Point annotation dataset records
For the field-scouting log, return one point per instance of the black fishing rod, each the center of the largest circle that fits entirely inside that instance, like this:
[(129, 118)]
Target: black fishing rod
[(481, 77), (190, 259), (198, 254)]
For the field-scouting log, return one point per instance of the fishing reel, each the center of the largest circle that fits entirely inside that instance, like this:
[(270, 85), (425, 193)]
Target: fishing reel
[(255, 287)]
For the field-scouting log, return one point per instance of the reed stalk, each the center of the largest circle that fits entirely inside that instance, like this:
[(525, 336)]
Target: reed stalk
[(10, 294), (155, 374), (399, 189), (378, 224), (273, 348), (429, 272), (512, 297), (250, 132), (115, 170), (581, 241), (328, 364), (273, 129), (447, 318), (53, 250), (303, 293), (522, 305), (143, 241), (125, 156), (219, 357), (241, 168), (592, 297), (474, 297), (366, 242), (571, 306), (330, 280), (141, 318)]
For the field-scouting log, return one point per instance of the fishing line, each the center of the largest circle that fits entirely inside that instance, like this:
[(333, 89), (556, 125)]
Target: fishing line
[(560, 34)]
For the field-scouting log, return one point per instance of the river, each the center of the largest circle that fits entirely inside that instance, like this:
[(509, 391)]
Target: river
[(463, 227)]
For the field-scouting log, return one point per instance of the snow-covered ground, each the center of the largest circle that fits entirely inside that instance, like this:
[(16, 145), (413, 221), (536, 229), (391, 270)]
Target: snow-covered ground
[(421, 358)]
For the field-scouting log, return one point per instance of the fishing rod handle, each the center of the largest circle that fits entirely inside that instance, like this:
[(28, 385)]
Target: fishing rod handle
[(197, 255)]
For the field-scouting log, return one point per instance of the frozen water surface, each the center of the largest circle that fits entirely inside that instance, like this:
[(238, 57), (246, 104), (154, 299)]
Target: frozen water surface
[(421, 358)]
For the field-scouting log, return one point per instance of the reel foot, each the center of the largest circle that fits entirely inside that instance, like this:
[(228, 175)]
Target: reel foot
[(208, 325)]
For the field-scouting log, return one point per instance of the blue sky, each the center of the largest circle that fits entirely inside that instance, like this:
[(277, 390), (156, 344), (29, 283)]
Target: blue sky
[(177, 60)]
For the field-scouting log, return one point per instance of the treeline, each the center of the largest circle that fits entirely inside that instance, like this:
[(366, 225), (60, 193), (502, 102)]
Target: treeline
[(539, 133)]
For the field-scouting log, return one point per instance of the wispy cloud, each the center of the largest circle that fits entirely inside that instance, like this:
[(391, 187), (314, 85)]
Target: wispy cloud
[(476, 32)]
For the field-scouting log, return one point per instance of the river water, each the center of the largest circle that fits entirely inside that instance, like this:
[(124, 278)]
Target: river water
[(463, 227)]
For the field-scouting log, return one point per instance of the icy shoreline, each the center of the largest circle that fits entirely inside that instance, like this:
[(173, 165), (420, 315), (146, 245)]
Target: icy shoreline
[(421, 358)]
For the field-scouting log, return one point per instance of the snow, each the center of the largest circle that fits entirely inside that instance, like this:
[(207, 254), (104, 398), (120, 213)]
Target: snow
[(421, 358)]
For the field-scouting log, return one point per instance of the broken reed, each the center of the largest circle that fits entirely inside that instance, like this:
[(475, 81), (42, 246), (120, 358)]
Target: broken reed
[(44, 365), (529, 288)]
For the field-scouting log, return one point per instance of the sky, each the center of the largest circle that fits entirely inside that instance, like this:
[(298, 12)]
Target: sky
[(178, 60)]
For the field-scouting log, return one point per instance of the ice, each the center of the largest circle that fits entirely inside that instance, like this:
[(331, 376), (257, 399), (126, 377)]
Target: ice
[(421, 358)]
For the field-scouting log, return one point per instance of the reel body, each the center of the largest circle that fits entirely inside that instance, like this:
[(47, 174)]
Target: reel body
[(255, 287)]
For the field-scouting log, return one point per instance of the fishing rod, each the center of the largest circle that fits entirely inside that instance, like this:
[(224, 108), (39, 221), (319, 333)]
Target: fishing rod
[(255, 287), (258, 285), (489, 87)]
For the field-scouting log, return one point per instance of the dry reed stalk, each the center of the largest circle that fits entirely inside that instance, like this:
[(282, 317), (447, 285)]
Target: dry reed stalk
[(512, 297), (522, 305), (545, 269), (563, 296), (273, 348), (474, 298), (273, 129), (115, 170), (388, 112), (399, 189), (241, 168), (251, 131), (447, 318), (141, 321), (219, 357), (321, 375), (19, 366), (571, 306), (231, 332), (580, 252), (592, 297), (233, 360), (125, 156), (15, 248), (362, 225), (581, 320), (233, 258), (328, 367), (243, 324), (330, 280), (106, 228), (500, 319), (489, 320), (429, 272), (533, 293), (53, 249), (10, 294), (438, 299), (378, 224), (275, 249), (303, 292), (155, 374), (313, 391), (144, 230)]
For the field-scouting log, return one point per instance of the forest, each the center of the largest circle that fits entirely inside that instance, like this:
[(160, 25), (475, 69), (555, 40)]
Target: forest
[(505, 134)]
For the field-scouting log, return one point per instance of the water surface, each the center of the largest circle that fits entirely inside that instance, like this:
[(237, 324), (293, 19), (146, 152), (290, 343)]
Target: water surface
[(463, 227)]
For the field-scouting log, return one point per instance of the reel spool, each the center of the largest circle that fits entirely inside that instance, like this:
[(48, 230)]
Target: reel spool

● **THE EXERCISE**:
Rewrite the data starting at the line that contains "fishing line, each" and ending at the line that contains "[(560, 34)]", replacing "field-scouting log" with "survey notebook" and changing nothing else.

● **FINAL RESULT**:
For the survey notebook, return one point per instance of the fishing line, each the center of the largest circle that fits entirely inside that instance, like this:
[(333, 89), (556, 125)]
Target: fishing line
[(560, 34)]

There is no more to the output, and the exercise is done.